-- ОТРЫВОК --

------------------------------------

«Ваня, пошли!» И мы ушли. Пошли в порт. Продолжили там, разумеется. Вовка стал приставать к неграм, которые там в какие-то фишки играли. Он начал подсказывать: «Не туда ходишь, падла!», хватал их за руки. Я понял, что это уже чревато, и оттащил его. Мы выходим на площадь перед театром. Она абсолютно пустынна. И вдруг останавливается одинокая машина, и из нее вылезает шеф. Как он нас нашел? Ведь не знали Марселя ни он, ни мы. Но вот интуиция...»

------------------------------------

-- ДАННЫЕ ДЛЯ АНАЛИЗА --
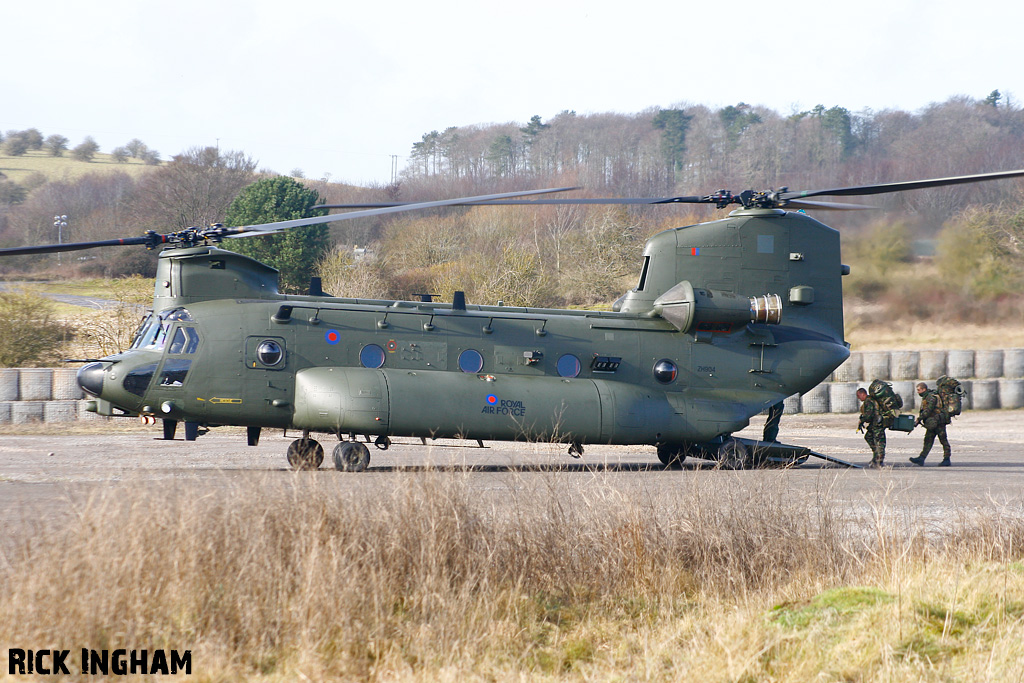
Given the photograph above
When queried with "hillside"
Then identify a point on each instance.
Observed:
(18, 169)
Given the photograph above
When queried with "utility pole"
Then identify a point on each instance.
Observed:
(59, 222)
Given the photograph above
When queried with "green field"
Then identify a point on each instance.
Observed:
(18, 169)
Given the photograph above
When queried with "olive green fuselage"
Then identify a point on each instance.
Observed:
(256, 357)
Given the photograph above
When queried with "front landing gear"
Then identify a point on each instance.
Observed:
(351, 457)
(305, 454)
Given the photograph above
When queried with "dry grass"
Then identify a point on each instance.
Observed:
(285, 579)
(19, 169)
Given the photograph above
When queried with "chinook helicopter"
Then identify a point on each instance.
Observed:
(728, 318)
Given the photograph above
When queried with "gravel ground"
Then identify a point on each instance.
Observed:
(45, 474)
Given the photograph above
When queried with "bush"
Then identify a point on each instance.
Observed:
(29, 334)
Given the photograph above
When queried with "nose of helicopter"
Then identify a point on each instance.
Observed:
(90, 378)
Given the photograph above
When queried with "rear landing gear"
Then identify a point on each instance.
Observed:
(305, 454)
(672, 455)
(351, 457)
(733, 455)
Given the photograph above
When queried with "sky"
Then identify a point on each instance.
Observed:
(343, 89)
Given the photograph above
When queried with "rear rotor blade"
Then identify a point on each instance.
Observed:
(827, 206)
(857, 190)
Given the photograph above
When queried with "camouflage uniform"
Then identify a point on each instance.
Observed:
(772, 423)
(875, 432)
(933, 416)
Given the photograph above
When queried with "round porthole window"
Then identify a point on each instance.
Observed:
(568, 366)
(269, 352)
(372, 355)
(470, 360)
(666, 371)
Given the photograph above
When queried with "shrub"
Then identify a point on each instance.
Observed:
(29, 333)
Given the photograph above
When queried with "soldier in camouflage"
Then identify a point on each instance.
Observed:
(933, 416)
(871, 424)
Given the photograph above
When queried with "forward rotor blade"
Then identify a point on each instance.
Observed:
(857, 190)
(623, 200)
(266, 228)
(78, 246)
(199, 236)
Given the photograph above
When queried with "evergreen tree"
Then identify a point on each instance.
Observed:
(293, 252)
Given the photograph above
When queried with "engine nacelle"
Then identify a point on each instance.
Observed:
(686, 307)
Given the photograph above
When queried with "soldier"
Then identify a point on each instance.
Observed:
(773, 421)
(933, 416)
(871, 424)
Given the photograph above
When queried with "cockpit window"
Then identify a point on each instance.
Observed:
(185, 341)
(159, 338)
(174, 372)
(138, 379)
(142, 327)
(152, 335)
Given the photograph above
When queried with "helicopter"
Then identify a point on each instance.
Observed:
(728, 318)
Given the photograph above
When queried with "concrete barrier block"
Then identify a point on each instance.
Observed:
(59, 411)
(843, 397)
(932, 365)
(815, 400)
(66, 384)
(35, 383)
(26, 412)
(876, 366)
(8, 383)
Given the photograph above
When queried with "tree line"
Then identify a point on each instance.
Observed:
(579, 255)
(695, 150)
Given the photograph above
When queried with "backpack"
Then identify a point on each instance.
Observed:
(950, 395)
(889, 401)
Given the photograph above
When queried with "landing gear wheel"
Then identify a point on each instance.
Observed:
(305, 454)
(733, 456)
(672, 455)
(351, 457)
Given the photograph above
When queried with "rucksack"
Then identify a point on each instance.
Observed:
(950, 395)
(889, 401)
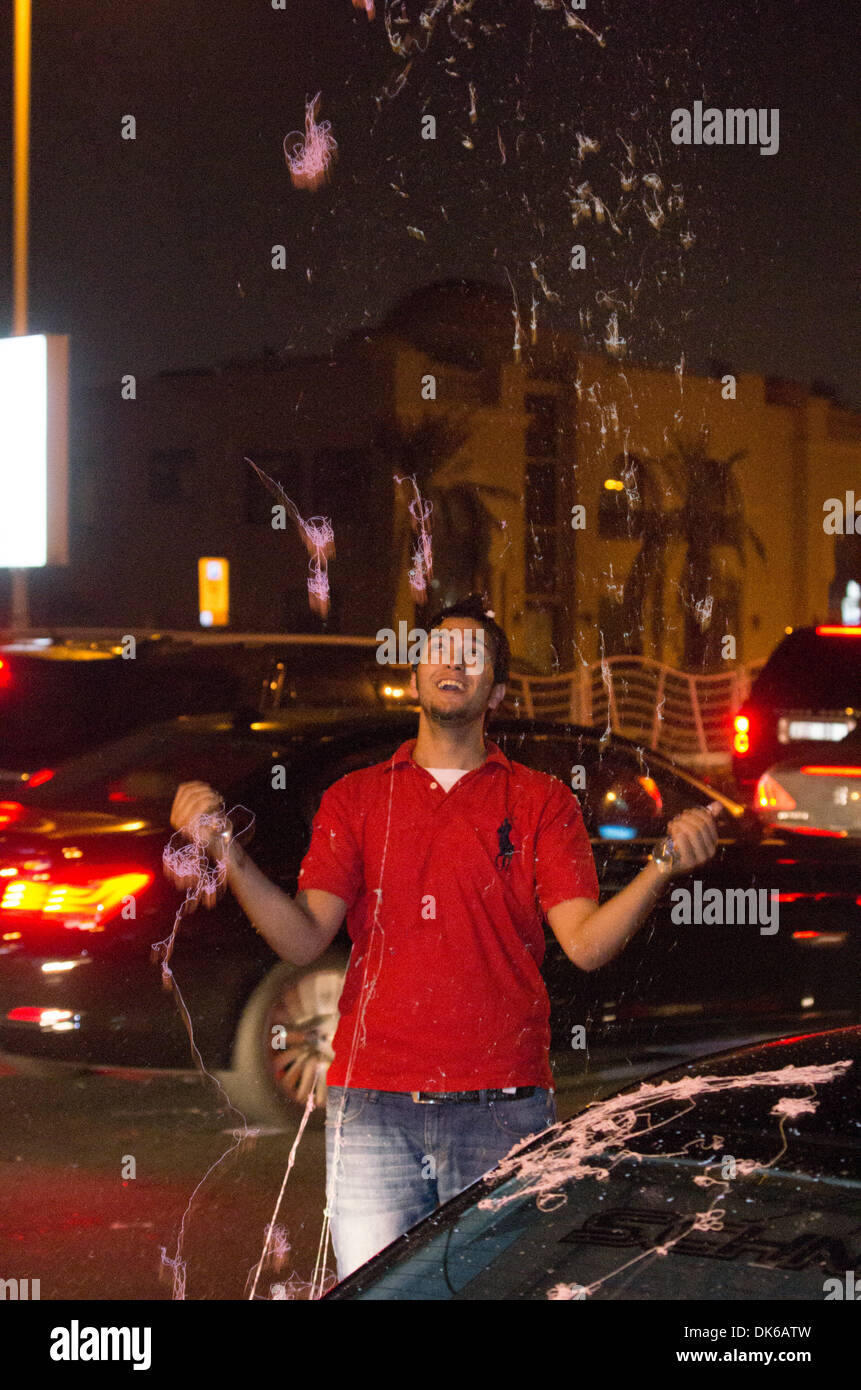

------------------------------------

-- ЗАДАНИЯ ДЛЯ ВЫПОЛНЕНИЯ --
**1.** Перечислите все места, которые упоминаются в отрывке о прогулке по Марселю.
**2.** Продолжите отрывок о прогулке по Марселю, начиная сразу после его последнего предложения.
Приведённые материалы для работы не нужны.

-- ОТВЕТЫ К ЗАДАНИЯМ --
**1.** Порт; площадь перед театром; Марсель.

**2.**
Это была не интуиция. Просто, когда к вечеру Высоцкий с Бортником не появились, Любимов понял, что они где-то запили, загуляли. Волнения, переполох, паника — завтра «Гамлет»... Любимов звонит в Париж Марине, она тут же прилетает в Марсель. Марина, Любимов вместе с Боровским и режиссером марсельского театра объезжают кафе и рестораны Марселя... Наконец кто-то вспомнил, что Владимир хвалил одну приморскую таверну-кабачок, где у него завелись друзья из портовых рабочих и иностранных матросов. Бросились туда. Состоялся неприятный разговор, закончившийся гарантиями Высоцкого, что спектакль не будет сорван. Но, видя состояние актера, Любимов страхуется — он приглашает французских врачей за кулисы на время спектакля и продумывает новые мизансцены, на случай если Высоцкому станет плохо. Приглашенные врачи сказали, что играть Высоцкий сможет только в том случае, если всю ответственность возьмет на себя и подпишет соответствующую бумагу.
Ю.Любимов отчетливее всех понимал, что в случае срыва спектакля театру будет закрыта не только заграница, но и закроют сам театр.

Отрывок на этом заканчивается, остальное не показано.